━━━━━ TEXT SECTION

Brain Illusions: The Backfire Effect from a Neuroscience Perspective
What Is the Backfire Effect?
One of the most fascinating cognitive biases is the backfire effect, which is a consequence of the broader psychological phenomenon known as group polarization. Group polarization occurs when people with opposing views interpret new information in a biased way. The interpretation of facts depends on each person’s prior beliefs and attitudes. As a result, when confronted with objective reality, people’s opinions can diverge even further.
While the effects of this cognitive bias are well-documented, scientists have sought to understand its underlying mechanisms. What happens in the brain when someone encounters facts that contradict their beliefs? Why do people sometimes reject facts and become even more entrenched in their views, displaying the backfire effect?

━━━━━━━━━━
━━━━━ STORED DATA

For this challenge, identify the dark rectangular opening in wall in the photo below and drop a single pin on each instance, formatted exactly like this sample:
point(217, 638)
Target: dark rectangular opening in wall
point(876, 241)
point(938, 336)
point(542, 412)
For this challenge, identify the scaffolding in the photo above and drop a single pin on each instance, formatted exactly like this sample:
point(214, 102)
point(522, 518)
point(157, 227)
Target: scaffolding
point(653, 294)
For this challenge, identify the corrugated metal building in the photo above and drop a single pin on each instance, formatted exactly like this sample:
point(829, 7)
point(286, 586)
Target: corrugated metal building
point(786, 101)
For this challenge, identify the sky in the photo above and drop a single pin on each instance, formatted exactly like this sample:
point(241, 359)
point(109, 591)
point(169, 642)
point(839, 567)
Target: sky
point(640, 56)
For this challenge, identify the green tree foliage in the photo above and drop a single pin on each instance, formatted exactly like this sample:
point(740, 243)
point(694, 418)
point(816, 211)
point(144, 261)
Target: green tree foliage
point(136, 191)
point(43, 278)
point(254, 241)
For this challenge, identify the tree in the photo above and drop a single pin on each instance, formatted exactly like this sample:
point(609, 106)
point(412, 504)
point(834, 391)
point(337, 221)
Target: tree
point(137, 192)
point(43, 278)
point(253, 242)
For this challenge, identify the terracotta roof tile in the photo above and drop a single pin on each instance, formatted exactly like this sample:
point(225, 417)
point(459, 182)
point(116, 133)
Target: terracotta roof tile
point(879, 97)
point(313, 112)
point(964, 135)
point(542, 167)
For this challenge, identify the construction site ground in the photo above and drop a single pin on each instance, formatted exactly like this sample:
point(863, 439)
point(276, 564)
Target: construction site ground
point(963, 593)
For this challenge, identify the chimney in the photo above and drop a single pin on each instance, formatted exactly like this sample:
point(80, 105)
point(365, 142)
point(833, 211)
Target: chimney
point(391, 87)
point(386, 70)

━━━━━━━━━━

# TASKS AND EXERCISES
- A) In the backfire effect text, rewrite the passage starting at "One of the most" and ending at "diverge even further.", substituting "existing beliefs" for "prior beliefs".
- B) According to the backfire effect text, what does the interpretation of facts depend on?
- C) Write the next part of the backfire effect text, picking up after its final sentence.
The material above is separate from the text on the backfire effect.

# THE ANSWERS
- A)
One of the most fascinating cognitive biases is the backfire effect, which is a consequence of the broader psychological phenomenon known as group polarization. Group polarization occurs when people with opposing views interpret new information in a biased way. The interpretation of facts depends on each person’s existing beliefs and attitudes. As a result, when confronted with objective reality, people’s opinions can diverge even further.

- B) It depends on each person's prior beliefs and attitudes.

- C)
Group Polarization Explained
A classic experiment on opinion polarization works as follows. Participants are told that one basket contains 60% red balls and 40% black balls, while another basket has the opposite ratio. Then, a ball of a third color (e.g., white) is drawn, and participants are asked to estimate which basket it came from. One group must state their opinion aloud after each draw, while another group only gives their opinion at the end.
The experiment showed that the first group became increasingly confident that the white balls came from a specific basket, leading to stronger polarization. The “silent” group did not show this effect. Researchers believe that polarization occurs when people are required to state their opinions publicly, making those opinions more extreme than decisions made privately. Some experts also suggest that people can reinforce their beliefs simply by thinking about them, even without new evidence.
The Backfire Effect in Action
The backfire effect is a cognitive bias that occurs in an individual brain, either during group polarization or independently. The term “backfire effect” was first used by Brendan Nyhan and Jason Reifler in their 2006 paper “When Corrections Fail: The Persistence of Political Misperceptions,” with a revised version published in Political Behavior in 2010 (doi: 10.1007/s11109-010-9112-2).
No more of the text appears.